## [Problem statement]
Return every entry in the listing word for word.

## [Supplied material]
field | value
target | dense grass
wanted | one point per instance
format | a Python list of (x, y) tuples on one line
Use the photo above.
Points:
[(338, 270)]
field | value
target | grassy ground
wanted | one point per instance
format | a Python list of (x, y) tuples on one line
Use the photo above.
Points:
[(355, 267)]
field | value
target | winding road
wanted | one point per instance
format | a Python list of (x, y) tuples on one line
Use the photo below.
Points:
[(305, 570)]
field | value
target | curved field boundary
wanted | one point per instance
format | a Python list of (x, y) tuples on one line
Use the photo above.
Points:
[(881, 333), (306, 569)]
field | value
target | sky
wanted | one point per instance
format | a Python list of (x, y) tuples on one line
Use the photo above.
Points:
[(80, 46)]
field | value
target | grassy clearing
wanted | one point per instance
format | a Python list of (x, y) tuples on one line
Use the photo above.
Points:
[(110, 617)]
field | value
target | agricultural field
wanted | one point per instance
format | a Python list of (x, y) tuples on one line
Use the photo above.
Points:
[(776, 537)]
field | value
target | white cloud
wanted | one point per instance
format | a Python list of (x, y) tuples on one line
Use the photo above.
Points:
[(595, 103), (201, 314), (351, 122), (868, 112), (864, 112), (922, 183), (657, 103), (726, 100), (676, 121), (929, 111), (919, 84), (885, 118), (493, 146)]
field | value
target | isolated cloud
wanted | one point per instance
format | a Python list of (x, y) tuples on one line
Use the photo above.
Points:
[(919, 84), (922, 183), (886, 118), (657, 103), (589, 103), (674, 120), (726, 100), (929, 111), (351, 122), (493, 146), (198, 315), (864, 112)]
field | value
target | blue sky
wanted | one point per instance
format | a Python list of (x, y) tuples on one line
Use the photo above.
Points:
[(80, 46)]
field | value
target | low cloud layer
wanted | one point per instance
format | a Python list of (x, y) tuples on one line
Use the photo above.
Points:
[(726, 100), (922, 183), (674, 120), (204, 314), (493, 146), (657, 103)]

## [Task answer]
field | value
target | dense grass
wanted | one point per instance
format | a Python list of (x, y) tuples on one line
Use the photo above.
Points:
[(338, 270)]
field | value
target | grassy ground
wanted | one point per instance
format | a Python list of (x, y) tuples on one line
Use the photo above.
Points:
[(355, 267)]
field | value
target | winding road
wanted | one point per instance
format | a Python list of (x, y) tuples on one line
Use the photo below.
Points:
[(305, 570)]
field | value
target | curved field boundary
wanted | one point per instance
format | a Python list of (x, y) tuples on one line
Use the photo above.
Points:
[(881, 333), (306, 569)]
field | value
target | sky
wanted | one point per instance
format | a Python list of (x, y) tuples on one line
Use the photo above.
Points:
[(80, 46)]
field | value
target | grassy clearing
wanted | one point per instance
format | a Python list of (x, y) tuples on one line
Use the photo above.
Points:
[(110, 617)]
field | value
target | agricultural field
wanted | one point per instance
format | a Python list of (x, y) tuples on one line
Use the photo above.
Points:
[(776, 537)]
field | value
target | white cloud
wanted | one point per instance
format | a Python list of (x, y) tuples on one line
Use the photo above.
Points:
[(595, 103), (201, 314), (351, 122), (868, 112), (864, 112), (922, 183), (657, 103), (726, 100), (676, 121), (929, 111), (919, 84), (885, 118), (493, 146)]
field | value
target | isolated cloud
wanted | one point per instance
format | a Python list of (x, y) tuples on one line
Use the photo above.
Points:
[(919, 84), (922, 183), (886, 118), (657, 103), (589, 103), (674, 120), (726, 100), (929, 111), (351, 122), (493, 146), (198, 315), (864, 112)]
field | value
target | blue sky
wanted | one point per instance
format | a Python list of (x, y) tuples on one line
Use the photo above.
Points:
[(80, 46)]
field | value
target | low cloud layer
wanted | one point per instance
format | a Python list of (x, y) tuples on one line
Use the photo above.
Points:
[(726, 100), (922, 183), (674, 120), (204, 314), (493, 146), (657, 103)]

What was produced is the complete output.